• **Exercise instructions**:
Copy out the entries below precisely; nothing is to be omitted.

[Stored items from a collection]
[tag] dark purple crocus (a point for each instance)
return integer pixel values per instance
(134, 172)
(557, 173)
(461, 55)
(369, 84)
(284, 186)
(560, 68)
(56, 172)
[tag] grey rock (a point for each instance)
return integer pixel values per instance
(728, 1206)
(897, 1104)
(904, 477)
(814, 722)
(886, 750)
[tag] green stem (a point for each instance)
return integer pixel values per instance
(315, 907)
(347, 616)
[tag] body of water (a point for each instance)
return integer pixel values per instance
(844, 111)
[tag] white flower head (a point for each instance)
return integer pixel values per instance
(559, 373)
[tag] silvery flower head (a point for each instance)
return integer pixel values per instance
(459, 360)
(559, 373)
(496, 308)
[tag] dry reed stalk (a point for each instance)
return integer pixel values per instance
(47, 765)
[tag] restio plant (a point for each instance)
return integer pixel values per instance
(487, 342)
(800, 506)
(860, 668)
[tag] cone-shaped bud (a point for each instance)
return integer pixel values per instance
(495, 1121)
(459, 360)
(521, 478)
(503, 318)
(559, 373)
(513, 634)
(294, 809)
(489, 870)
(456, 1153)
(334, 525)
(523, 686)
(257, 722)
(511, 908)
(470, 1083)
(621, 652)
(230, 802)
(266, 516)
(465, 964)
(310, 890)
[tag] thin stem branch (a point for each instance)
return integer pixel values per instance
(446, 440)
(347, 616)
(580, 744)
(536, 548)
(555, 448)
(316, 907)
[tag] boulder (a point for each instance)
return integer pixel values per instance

• **Task solution**:
[tag] dark purple crocus (a point for each instance)
return integer pixel values per instance
(134, 172)
(557, 173)
(461, 55)
(369, 84)
(284, 186)
(560, 68)
(56, 172)
[tag] grey rock (a point for each instance)
return integer pixel values per instance
(728, 1206)
(897, 1104)
(904, 477)
(814, 722)
(886, 750)
[tag] green stem (a point for each instance)
return integer pixel values per instance
(315, 907)
(347, 616)
[tag] body of water (a point for each instance)
return integer pixel values per instance
(844, 111)
[tag] white flower head (a point for each instance)
return integer pixel values per instance
(559, 373)
[tag] silvery flower head (a point for each instance)
return integer pixel values per instance
(459, 360)
(559, 373)
(496, 308)
[tag] dry reed stalk (a point for each instance)
return integer pixel values per instance
(47, 765)
[tag] restio plant (a point for each instance)
return integer pixel values per instance
(487, 342)
(800, 506)
(860, 668)
[tag] cone-shaped bud (a point for each instance)
return integer pixel values per instance
(495, 1121)
(459, 360)
(521, 478)
(503, 318)
(559, 373)
(513, 634)
(294, 809)
(489, 870)
(456, 1153)
(334, 525)
(523, 686)
(257, 722)
(511, 908)
(470, 1083)
(621, 652)
(230, 802)
(266, 516)
(465, 964)
(310, 890)
[tag] thin stem branch (a point for each instance)
return integer pixel values per instance
(446, 440)
(347, 616)
(580, 744)
(536, 548)
(555, 448)
(316, 907)
[tag] boulder (a point for each instance)
return integer pixel values per instance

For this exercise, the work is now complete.